Top of Data

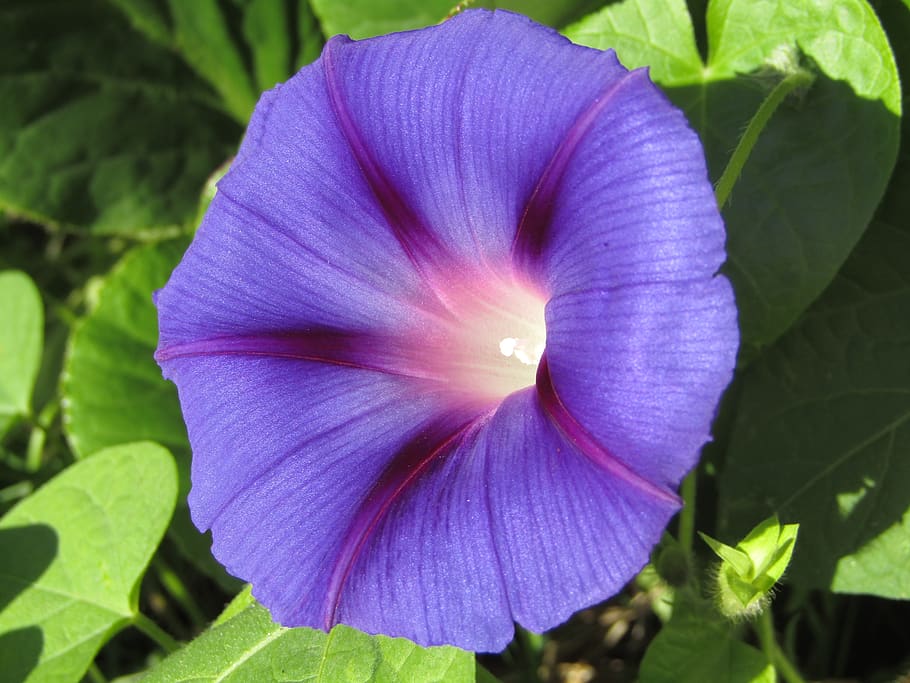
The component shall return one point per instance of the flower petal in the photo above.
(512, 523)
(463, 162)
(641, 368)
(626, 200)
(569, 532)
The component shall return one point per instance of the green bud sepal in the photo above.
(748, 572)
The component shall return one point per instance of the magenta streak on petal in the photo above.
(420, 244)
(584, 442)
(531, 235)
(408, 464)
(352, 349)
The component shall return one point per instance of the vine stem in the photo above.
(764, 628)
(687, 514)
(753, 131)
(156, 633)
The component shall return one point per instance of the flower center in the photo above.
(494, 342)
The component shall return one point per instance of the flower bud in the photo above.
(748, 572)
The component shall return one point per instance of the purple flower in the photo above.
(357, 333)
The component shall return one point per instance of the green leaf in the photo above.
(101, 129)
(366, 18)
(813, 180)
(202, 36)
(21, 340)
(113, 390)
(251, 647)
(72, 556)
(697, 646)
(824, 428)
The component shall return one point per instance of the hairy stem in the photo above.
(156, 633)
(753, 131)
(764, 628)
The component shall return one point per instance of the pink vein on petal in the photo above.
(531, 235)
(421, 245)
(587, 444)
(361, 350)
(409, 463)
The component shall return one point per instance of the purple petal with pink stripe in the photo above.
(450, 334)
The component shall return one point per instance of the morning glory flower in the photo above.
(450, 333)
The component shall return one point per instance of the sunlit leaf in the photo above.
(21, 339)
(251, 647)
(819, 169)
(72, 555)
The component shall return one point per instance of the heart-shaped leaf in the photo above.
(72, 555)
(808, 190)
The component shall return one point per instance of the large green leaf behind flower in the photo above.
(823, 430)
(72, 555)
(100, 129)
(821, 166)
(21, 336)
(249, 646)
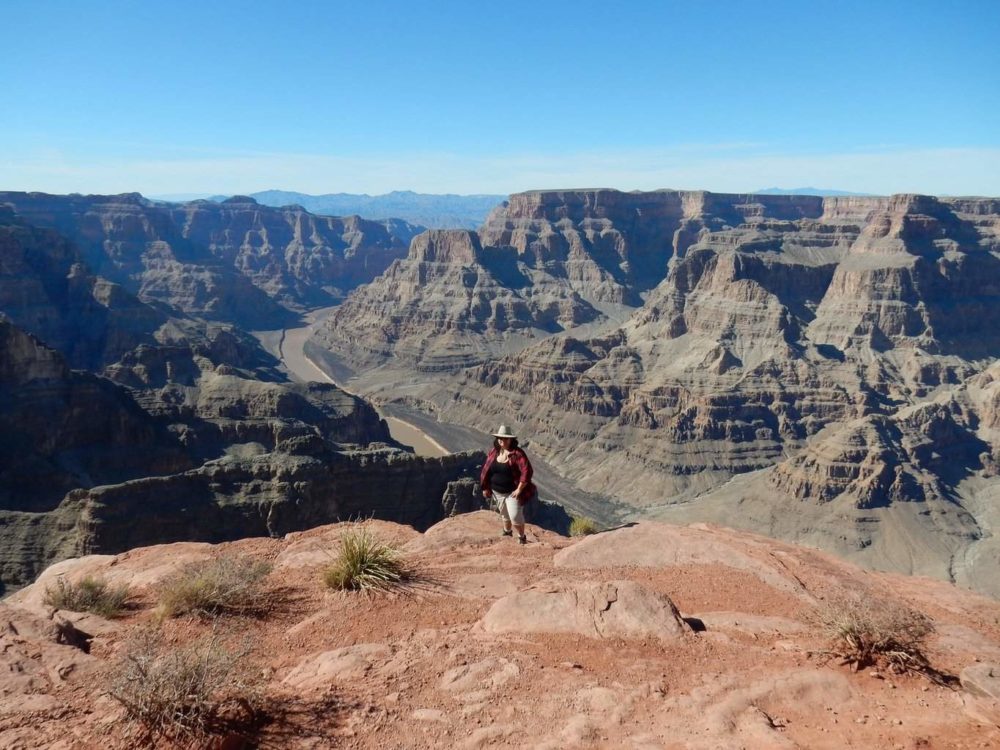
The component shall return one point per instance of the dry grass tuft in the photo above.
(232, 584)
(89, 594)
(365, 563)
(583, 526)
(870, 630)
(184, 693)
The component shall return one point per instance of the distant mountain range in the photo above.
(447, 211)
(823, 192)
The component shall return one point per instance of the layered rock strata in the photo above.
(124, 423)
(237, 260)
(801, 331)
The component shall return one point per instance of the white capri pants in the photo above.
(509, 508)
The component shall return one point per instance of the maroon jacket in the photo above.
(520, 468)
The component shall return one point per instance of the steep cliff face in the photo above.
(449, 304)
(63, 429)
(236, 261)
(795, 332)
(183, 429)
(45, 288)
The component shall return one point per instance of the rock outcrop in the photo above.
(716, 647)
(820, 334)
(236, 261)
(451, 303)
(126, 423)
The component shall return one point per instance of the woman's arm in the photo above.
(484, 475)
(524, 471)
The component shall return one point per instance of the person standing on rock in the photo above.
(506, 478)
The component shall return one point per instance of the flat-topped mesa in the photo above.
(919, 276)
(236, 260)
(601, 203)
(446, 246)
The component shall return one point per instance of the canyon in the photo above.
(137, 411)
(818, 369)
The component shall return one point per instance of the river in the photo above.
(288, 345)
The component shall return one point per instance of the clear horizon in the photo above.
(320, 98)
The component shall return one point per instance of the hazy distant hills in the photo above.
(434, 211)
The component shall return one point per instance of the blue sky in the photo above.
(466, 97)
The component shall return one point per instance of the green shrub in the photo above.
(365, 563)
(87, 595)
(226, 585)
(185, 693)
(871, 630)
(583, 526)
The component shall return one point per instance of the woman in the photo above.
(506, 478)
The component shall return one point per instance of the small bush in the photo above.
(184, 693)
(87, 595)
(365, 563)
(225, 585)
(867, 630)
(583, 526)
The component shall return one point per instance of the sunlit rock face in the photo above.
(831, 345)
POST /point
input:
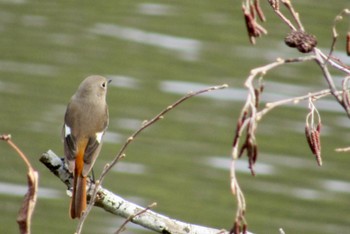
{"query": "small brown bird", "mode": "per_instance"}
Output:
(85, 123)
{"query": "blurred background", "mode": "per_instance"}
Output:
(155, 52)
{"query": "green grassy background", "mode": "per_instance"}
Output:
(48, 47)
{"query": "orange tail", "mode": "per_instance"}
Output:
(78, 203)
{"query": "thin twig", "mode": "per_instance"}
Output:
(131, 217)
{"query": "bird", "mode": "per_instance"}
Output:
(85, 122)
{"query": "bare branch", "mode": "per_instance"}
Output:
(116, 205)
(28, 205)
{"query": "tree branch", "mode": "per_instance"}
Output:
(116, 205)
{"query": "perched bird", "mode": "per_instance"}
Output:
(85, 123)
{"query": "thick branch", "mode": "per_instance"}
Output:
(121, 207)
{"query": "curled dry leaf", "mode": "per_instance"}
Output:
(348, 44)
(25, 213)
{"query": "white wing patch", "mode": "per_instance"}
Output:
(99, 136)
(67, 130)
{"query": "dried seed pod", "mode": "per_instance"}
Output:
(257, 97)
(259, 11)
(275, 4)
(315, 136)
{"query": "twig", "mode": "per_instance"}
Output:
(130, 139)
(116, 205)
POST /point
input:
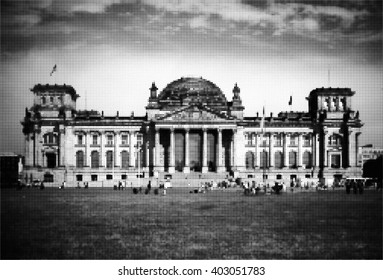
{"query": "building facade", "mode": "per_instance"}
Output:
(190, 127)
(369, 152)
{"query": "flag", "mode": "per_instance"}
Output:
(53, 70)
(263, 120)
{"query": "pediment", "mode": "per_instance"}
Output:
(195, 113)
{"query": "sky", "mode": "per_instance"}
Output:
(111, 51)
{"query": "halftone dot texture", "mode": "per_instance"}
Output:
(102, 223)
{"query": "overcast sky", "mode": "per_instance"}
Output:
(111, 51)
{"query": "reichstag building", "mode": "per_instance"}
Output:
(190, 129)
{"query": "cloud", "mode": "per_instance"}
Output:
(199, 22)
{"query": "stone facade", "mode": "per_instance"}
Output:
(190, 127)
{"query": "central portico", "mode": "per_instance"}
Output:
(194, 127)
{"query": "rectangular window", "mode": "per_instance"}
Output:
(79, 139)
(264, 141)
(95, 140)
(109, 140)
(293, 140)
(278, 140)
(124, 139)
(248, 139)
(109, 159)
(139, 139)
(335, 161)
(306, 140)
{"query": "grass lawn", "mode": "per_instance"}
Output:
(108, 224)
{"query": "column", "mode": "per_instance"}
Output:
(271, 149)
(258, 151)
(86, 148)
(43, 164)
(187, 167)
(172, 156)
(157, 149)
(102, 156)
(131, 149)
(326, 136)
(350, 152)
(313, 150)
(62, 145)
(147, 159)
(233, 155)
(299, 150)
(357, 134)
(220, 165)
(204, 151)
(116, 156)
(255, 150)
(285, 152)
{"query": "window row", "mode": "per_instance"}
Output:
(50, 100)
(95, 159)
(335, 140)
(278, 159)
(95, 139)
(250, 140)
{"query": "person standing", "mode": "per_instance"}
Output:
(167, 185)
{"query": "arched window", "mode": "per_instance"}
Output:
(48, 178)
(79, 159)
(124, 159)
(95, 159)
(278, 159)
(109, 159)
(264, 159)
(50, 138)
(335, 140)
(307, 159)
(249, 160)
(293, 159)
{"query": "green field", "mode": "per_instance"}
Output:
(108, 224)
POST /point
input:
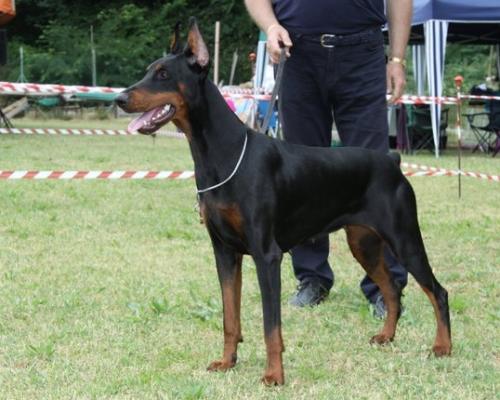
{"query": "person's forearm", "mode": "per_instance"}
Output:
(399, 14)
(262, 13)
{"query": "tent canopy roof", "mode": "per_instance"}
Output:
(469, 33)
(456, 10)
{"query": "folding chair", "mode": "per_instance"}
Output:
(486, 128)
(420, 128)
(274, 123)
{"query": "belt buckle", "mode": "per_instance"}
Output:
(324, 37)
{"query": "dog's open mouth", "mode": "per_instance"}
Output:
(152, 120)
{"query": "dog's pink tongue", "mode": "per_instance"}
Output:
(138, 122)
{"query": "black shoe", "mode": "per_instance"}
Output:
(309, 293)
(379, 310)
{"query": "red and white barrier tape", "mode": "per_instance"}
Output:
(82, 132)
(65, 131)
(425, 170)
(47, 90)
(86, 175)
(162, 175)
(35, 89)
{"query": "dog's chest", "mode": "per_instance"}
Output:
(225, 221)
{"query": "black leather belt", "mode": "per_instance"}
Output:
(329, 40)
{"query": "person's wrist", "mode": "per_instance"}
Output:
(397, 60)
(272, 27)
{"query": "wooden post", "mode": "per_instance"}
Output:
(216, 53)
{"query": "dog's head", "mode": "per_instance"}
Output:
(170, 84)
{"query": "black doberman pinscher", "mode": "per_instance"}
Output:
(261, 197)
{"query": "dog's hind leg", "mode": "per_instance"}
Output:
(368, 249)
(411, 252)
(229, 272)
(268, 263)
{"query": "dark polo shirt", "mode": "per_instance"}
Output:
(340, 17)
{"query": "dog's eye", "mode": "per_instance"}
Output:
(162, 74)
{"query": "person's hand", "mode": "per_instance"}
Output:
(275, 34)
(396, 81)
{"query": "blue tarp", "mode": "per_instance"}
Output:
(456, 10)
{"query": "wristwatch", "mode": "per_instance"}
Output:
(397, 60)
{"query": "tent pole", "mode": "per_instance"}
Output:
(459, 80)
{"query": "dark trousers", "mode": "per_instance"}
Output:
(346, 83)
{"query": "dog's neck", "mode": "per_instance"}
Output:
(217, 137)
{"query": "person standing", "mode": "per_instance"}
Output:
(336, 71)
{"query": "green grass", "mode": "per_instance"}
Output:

Bottom of Data

__Exercise requirements__:
Find the word "belt" in the entries above. Copy every line that has it.

__Completed exercise__:
{"query": "belt buckle", "mode": "per_instance"}
{"query": "black leather belt", "mode": "per_instance"}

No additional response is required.